> _RECORDS SUPPLIED_

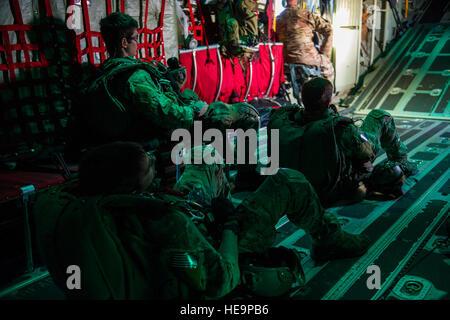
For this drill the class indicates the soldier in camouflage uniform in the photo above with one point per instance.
(285, 193)
(133, 100)
(238, 25)
(334, 154)
(130, 244)
(135, 244)
(296, 28)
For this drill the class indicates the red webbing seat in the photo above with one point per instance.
(12, 182)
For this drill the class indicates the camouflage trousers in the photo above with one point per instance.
(238, 25)
(301, 73)
(379, 128)
(285, 193)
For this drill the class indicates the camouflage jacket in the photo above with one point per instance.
(131, 247)
(135, 100)
(329, 150)
(295, 28)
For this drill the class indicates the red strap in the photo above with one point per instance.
(23, 43)
(48, 8)
(270, 18)
(202, 19)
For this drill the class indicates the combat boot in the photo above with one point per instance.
(409, 168)
(334, 243)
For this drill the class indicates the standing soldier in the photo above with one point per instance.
(297, 28)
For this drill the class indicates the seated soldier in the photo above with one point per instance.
(334, 154)
(129, 99)
(129, 244)
(238, 26)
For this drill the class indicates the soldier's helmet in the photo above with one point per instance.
(274, 273)
(386, 178)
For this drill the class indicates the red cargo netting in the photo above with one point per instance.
(153, 40)
(215, 78)
(36, 60)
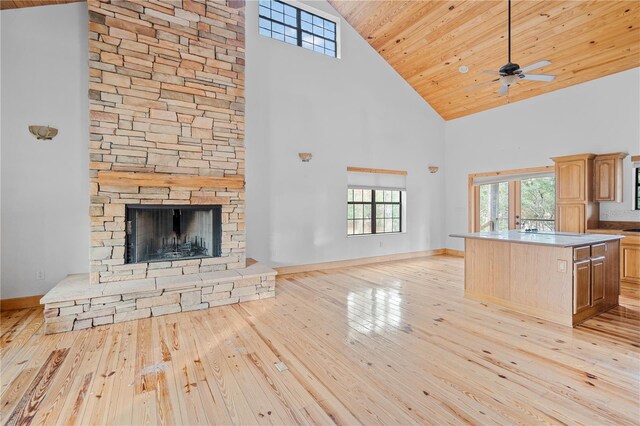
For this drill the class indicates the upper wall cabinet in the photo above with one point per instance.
(608, 177)
(576, 210)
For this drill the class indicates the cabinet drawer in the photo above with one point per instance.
(581, 253)
(598, 250)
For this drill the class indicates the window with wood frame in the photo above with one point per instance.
(512, 199)
(299, 26)
(373, 211)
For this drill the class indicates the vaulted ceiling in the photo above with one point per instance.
(15, 4)
(427, 41)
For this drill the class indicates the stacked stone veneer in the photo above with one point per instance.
(167, 99)
(74, 304)
(167, 127)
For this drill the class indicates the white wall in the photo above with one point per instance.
(353, 111)
(44, 77)
(598, 116)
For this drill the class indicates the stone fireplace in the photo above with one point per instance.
(166, 150)
(160, 233)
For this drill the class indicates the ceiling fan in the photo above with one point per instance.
(511, 73)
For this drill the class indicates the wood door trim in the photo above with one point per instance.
(377, 171)
(540, 169)
(473, 194)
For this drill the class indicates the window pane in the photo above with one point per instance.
(265, 12)
(265, 23)
(276, 5)
(328, 25)
(288, 10)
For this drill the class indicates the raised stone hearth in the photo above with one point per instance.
(166, 90)
(74, 304)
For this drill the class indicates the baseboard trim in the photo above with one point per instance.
(284, 270)
(20, 303)
(452, 252)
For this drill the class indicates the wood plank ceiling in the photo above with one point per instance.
(16, 4)
(427, 41)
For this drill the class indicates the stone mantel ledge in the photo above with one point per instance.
(76, 286)
(75, 304)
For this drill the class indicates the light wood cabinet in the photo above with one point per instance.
(571, 180)
(576, 210)
(595, 279)
(581, 285)
(608, 177)
(570, 217)
(630, 261)
(598, 278)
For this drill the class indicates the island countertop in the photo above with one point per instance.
(555, 239)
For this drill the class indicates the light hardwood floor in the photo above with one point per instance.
(392, 343)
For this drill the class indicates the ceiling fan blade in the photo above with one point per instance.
(537, 65)
(480, 85)
(539, 77)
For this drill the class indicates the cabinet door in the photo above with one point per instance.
(630, 263)
(598, 278)
(581, 285)
(605, 182)
(570, 181)
(570, 218)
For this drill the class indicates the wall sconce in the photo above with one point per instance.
(305, 156)
(44, 133)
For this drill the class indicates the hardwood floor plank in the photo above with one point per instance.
(393, 343)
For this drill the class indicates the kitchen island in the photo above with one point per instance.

> _WHAT IS ASKED_
Update the data above from the line containing "For this drill the class indicates the cabinet door" through the end, changing "wall sconce" to "wall lamp" and leaving everything else as it is.

> _RESPONSE TO THE TASK_
For this drill the class indicates the cabinet door in the photo above with one point per instance.
(630, 263)
(598, 278)
(581, 285)
(605, 182)
(570, 181)
(570, 218)
For this drill the class indicates the wall lamp in the photo above with one point per instance.
(305, 156)
(44, 133)
For this drill the class indicates the hardwood floor plank in the photo above with one point per instance.
(393, 343)
For this drill the class indicates the kitchen island in the photo above with one point per instance.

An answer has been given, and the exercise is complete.